» **EXERCISE BRIEF**:
Copy every line below word for word.

» **INPUT DATA**:
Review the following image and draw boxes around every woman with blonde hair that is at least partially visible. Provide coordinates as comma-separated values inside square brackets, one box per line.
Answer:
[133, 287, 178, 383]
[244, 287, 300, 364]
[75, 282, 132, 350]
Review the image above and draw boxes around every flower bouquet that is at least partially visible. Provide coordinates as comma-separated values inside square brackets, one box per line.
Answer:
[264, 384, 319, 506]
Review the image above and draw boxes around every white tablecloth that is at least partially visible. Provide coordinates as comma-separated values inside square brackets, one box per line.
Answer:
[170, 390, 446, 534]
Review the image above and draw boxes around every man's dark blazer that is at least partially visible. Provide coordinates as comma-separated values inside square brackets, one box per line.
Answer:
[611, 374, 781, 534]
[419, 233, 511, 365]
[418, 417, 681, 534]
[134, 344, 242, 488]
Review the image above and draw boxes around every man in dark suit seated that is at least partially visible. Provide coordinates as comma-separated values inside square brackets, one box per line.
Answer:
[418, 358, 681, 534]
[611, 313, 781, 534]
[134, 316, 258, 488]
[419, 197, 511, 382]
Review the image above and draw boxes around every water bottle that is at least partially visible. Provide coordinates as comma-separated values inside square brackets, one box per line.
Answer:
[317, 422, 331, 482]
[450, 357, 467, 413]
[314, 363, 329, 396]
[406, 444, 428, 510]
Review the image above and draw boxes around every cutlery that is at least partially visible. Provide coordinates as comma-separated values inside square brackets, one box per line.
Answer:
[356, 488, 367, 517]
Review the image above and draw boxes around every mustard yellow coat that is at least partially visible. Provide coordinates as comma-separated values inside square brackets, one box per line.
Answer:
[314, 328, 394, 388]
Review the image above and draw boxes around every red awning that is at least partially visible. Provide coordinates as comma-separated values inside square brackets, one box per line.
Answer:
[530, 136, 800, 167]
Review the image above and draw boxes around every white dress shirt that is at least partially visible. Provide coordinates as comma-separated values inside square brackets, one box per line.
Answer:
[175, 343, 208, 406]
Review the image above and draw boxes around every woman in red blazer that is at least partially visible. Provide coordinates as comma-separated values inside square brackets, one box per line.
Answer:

» **RESULT BELOW**:
Review the following image and draw boxes around every woman with blonde hair that is at least partially visible. Provide coordinates as comma-separated values inside square brackets, one box per line.
Answer:
[133, 287, 178, 383]
[244, 287, 300, 364]
[75, 282, 132, 350]
Review the image above and draw boxes around every flower bouquet that is at least partially visible. Provide coordinates as comma-separated values inside square brackets, one box per line.
Answer:
[264, 384, 319, 506]
Review the image above and draw boxes around every white tablecloth that is at least partially visible. Provide coordinates as comma-separated values inside square brackets, one box per line.
Answer:
[170, 390, 446, 534]
Review the image above and draw boxes around every man's dark blazer that is at least partially visible. Provide coordinates as comma-separated values inside square brackets, one box per line.
Answer:
[611, 374, 781, 534]
[419, 233, 511, 365]
[418, 417, 681, 534]
[134, 344, 242, 488]
Review the image above and draw boxes around every man in dark suit seated that is at least partially visible. Provide coordinates as comma-separated values inside square brackets, one box per line.
Answer:
[418, 358, 681, 534]
[611, 313, 781, 534]
[134, 316, 258, 488]
[419, 197, 511, 382]
Review the image above and draw boxes around every water bottle that is at least partially visible. Provide coordinates as comma-separated values inside square brackets, one box per line.
Answer:
[317, 422, 331, 482]
[450, 357, 467, 413]
[314, 363, 329, 396]
[406, 444, 428, 510]
Review the image above and draw boxes around every cutlery that is at least partially visible. Provide coordinates as comma-separated values inside square brackets, one box per line.
Answer:
[356, 488, 367, 517]
Review the image above and draw boxes around every mustard yellow coat that is at least partially visible. Provide coordinates as comma-separated values inside square brackets, one box per line.
Answer:
[314, 328, 394, 388]
Review the image above and draw boxes around every red awning that is at least partially visible. Provide coordinates as comma-separated values inside square brackets, one box per line.
Answer:
[530, 136, 800, 167]
Review the image above and draw boxes around every white dress shirt that is at least partially visible. Provide coordinates as comma-separated values inside square brackets, one box per line.
Answer:
[175, 343, 208, 406]
Review the image above and draw boxes around every woman in red blazer that is at least partially visible. Provide coordinates as comma-separated values inside square brackets, one box per line.
Answer:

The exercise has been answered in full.